→ REQUIRED WORK
Count the lines of the records that contain the string "with", and give only that number.

[A run of records]
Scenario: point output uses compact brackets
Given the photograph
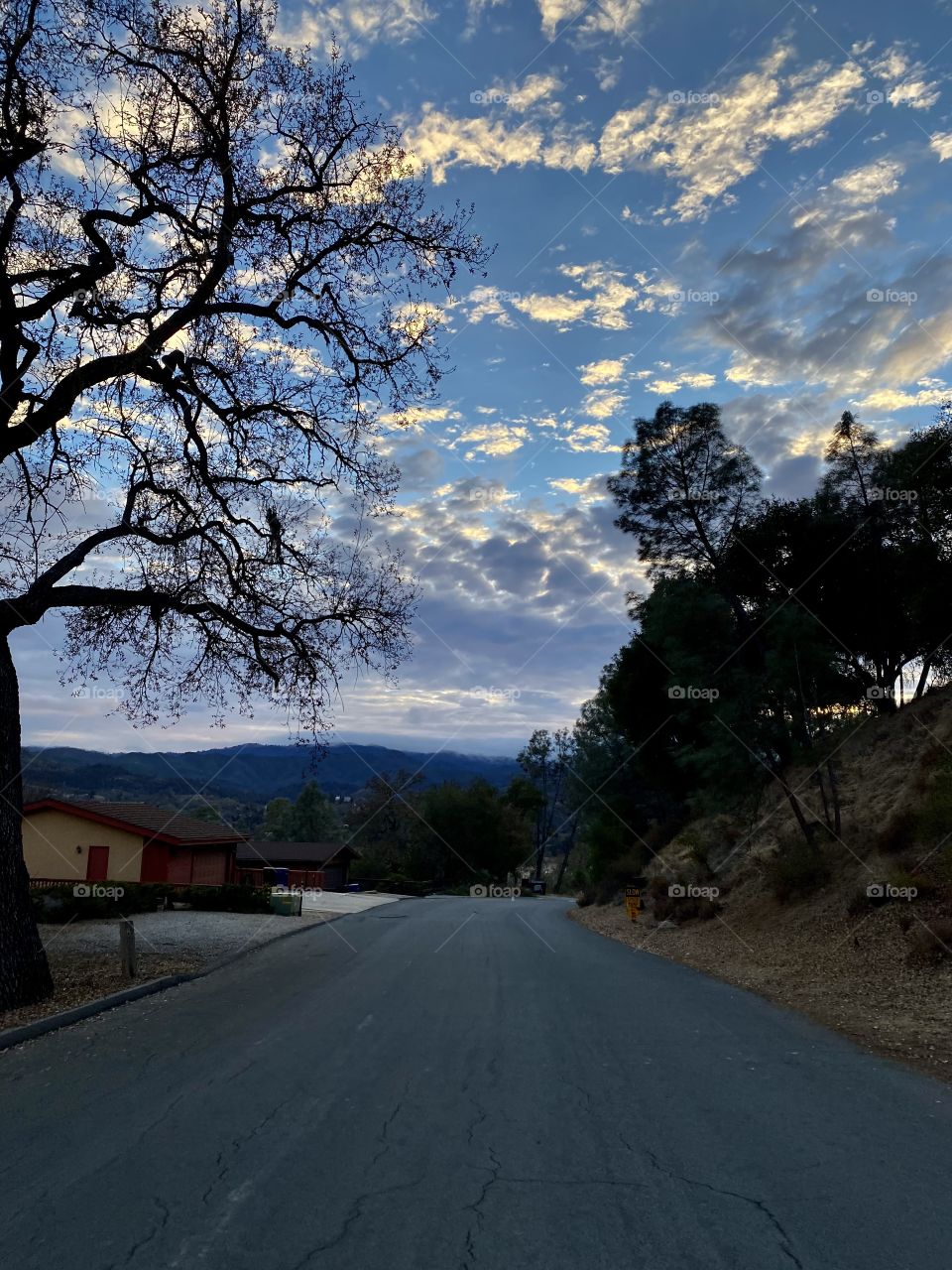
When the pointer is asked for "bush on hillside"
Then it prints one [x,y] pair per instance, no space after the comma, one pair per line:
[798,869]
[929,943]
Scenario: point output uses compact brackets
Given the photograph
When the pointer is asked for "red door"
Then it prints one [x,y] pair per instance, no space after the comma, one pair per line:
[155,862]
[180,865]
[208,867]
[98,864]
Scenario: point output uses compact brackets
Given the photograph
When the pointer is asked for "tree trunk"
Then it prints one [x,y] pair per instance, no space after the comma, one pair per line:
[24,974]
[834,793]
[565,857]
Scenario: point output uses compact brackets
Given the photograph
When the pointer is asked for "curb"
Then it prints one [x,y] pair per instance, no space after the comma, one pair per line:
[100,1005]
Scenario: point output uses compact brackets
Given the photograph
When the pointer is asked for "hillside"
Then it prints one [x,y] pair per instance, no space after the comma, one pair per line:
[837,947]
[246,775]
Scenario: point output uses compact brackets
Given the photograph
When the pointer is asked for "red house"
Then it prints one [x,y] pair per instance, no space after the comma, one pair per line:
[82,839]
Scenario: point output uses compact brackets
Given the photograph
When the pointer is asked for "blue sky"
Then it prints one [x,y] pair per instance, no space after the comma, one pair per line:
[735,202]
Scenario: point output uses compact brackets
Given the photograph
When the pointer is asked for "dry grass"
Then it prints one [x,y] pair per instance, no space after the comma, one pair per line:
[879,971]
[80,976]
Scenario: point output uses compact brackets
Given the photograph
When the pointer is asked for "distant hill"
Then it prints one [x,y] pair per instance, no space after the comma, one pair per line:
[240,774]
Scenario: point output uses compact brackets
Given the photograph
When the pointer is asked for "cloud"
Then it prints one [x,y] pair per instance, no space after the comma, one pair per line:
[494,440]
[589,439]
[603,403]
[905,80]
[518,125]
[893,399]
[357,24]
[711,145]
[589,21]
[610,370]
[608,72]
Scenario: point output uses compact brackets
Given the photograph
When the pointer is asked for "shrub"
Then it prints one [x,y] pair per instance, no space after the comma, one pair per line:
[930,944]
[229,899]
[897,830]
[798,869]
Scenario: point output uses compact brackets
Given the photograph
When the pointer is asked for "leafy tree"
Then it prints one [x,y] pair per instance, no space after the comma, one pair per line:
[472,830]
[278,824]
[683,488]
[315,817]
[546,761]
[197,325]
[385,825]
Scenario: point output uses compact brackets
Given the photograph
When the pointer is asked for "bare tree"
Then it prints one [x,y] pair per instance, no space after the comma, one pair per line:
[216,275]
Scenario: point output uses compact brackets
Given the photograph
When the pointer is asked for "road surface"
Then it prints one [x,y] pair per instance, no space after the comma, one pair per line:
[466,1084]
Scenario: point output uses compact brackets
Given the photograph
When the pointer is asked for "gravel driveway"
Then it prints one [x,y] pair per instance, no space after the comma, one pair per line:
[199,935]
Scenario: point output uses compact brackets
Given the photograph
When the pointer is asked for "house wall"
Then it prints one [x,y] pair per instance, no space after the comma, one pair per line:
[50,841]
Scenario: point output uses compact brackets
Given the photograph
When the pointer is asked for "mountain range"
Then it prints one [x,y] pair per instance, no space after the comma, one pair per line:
...
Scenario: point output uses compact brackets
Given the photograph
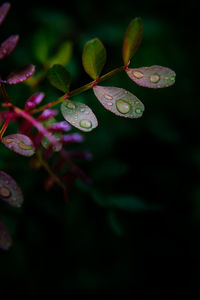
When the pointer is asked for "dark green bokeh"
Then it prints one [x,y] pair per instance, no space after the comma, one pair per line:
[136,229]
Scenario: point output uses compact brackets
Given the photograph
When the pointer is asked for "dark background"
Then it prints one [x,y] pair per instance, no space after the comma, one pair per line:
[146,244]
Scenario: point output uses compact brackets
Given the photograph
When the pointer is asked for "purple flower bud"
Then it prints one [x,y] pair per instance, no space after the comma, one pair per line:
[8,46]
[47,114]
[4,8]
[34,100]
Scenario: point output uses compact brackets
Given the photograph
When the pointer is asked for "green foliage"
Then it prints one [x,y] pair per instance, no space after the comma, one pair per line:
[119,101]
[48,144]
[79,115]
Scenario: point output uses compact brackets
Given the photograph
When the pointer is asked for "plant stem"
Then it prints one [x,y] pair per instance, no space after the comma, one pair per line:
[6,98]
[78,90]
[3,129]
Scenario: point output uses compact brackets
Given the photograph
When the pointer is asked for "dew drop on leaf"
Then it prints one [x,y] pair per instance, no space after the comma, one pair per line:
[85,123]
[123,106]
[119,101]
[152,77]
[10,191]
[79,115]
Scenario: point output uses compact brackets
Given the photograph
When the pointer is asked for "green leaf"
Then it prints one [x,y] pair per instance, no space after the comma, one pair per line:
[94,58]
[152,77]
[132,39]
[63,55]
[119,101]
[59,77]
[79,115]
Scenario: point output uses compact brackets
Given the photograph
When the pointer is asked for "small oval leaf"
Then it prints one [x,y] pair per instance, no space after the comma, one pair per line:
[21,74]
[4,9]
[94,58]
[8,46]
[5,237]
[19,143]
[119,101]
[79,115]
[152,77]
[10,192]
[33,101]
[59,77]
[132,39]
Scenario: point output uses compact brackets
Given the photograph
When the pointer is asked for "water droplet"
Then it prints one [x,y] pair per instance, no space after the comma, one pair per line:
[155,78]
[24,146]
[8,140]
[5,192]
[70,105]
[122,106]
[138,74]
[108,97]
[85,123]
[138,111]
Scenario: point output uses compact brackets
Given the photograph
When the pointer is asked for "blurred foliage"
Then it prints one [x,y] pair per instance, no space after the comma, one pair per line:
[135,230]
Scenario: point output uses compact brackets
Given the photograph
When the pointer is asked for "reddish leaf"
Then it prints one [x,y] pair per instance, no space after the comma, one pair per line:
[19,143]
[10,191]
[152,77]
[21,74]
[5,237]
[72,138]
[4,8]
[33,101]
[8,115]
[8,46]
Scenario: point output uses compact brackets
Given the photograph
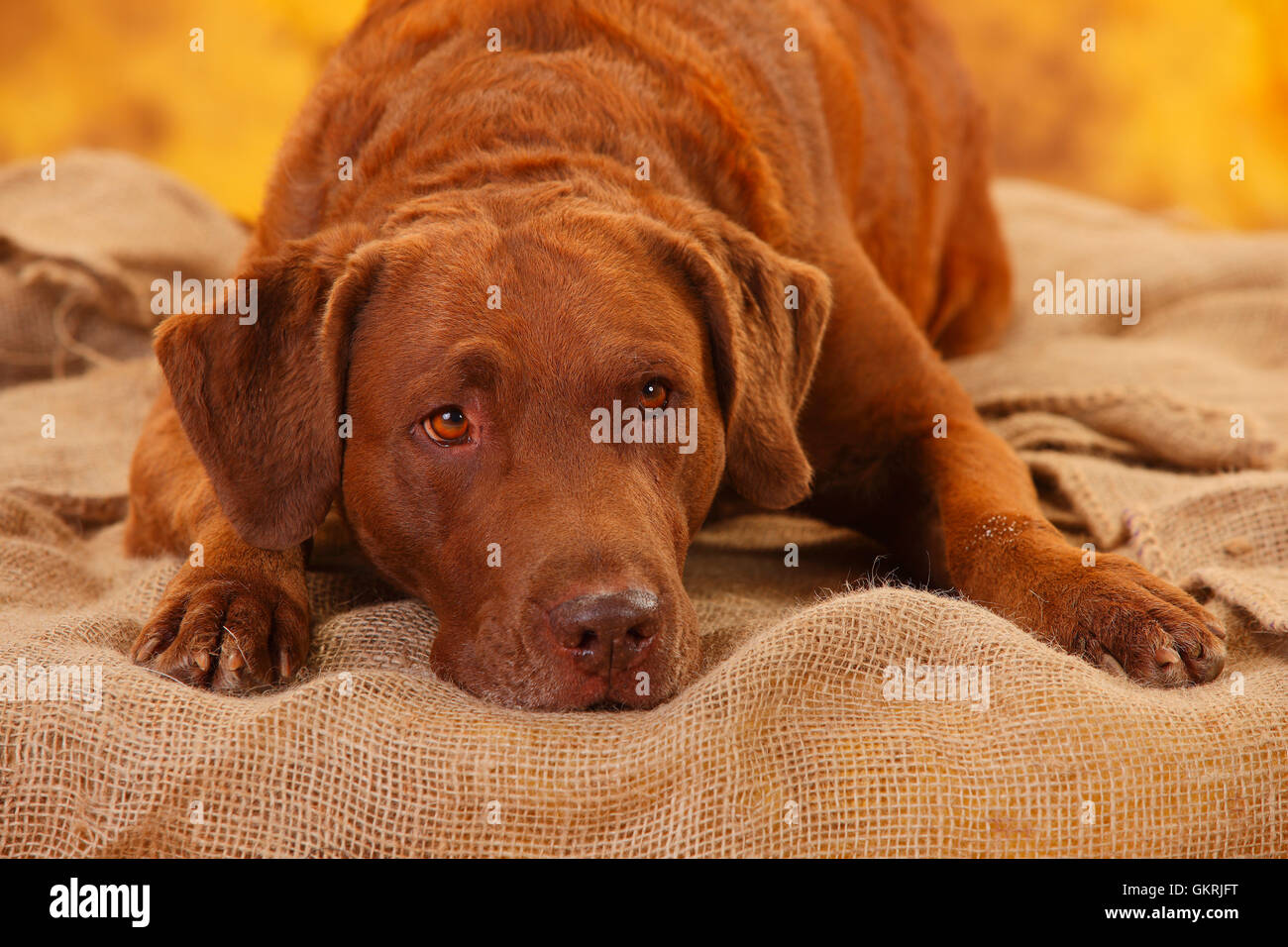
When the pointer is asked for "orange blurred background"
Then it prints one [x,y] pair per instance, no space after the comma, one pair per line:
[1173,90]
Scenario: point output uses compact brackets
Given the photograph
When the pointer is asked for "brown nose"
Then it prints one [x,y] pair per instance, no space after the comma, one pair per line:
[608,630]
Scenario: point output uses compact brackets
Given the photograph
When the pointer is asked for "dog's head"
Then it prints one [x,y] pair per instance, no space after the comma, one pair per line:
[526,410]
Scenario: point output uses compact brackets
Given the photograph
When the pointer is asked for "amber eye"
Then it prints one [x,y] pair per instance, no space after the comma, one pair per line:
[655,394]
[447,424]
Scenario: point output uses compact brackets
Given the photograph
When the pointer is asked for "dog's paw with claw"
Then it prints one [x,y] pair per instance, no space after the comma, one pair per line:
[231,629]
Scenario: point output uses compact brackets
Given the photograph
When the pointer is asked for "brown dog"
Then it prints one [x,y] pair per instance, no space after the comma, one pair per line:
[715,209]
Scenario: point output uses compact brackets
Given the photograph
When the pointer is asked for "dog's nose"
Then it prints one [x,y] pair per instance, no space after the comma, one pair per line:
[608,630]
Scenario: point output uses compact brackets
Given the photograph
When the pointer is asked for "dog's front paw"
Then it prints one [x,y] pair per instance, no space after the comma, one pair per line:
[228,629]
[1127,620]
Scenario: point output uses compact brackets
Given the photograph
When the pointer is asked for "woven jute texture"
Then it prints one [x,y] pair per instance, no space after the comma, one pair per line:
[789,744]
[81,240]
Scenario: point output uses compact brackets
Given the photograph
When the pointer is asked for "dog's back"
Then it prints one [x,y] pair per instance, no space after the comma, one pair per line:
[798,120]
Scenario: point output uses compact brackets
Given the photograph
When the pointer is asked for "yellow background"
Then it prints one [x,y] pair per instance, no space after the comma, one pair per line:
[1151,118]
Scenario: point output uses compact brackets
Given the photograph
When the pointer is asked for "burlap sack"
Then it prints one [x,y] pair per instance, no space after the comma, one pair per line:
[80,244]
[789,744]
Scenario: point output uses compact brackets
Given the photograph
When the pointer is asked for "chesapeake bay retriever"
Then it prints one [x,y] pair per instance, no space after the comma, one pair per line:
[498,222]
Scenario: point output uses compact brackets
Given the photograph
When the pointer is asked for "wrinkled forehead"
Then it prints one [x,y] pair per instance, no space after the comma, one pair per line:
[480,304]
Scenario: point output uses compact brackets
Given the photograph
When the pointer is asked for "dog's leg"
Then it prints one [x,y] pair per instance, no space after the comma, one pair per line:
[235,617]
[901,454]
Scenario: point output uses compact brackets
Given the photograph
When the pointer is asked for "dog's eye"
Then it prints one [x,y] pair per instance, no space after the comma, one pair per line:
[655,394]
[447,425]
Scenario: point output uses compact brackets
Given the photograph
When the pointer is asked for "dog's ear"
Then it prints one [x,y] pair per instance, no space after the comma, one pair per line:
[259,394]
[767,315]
--
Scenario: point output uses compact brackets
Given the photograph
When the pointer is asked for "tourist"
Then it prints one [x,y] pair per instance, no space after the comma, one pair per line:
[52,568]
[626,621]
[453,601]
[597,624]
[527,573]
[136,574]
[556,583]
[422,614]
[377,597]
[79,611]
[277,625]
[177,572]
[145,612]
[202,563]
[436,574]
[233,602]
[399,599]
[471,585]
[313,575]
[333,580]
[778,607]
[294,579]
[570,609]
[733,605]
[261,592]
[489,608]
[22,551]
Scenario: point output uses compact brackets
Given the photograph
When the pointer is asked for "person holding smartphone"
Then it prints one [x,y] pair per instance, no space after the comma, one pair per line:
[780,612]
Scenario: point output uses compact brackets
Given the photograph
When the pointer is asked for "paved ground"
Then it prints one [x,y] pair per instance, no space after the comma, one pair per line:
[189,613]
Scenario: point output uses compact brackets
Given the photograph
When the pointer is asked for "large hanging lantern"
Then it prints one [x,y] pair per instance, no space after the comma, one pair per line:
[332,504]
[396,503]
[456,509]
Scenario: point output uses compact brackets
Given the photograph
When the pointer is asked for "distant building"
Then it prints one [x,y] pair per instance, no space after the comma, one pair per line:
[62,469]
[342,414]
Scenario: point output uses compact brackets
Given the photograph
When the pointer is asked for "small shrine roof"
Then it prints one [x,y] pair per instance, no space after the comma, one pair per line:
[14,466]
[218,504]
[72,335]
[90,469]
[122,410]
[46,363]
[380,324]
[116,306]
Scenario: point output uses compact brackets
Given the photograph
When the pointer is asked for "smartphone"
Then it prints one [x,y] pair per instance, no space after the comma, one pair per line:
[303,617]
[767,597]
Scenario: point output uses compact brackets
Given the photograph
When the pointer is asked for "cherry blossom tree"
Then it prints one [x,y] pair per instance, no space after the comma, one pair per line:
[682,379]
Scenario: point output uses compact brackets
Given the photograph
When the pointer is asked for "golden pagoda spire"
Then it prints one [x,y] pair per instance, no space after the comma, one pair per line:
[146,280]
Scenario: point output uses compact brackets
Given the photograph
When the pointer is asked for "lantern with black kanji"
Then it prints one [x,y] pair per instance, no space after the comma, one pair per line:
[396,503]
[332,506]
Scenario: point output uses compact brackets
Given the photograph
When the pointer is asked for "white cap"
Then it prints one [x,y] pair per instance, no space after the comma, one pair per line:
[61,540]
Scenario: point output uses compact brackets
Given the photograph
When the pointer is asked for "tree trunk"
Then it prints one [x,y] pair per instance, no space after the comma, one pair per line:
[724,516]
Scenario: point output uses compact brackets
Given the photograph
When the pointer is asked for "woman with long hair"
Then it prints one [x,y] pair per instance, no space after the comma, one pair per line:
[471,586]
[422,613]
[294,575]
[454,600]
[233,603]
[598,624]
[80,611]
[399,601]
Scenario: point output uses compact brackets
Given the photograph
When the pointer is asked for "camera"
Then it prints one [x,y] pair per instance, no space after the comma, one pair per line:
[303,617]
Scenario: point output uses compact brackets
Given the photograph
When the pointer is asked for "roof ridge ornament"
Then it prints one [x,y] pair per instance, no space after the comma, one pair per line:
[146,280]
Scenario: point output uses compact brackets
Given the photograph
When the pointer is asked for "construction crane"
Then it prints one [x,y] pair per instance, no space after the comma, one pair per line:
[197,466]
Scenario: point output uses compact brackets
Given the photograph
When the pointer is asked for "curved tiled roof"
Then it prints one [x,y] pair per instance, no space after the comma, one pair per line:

→ FINAL RESULT
3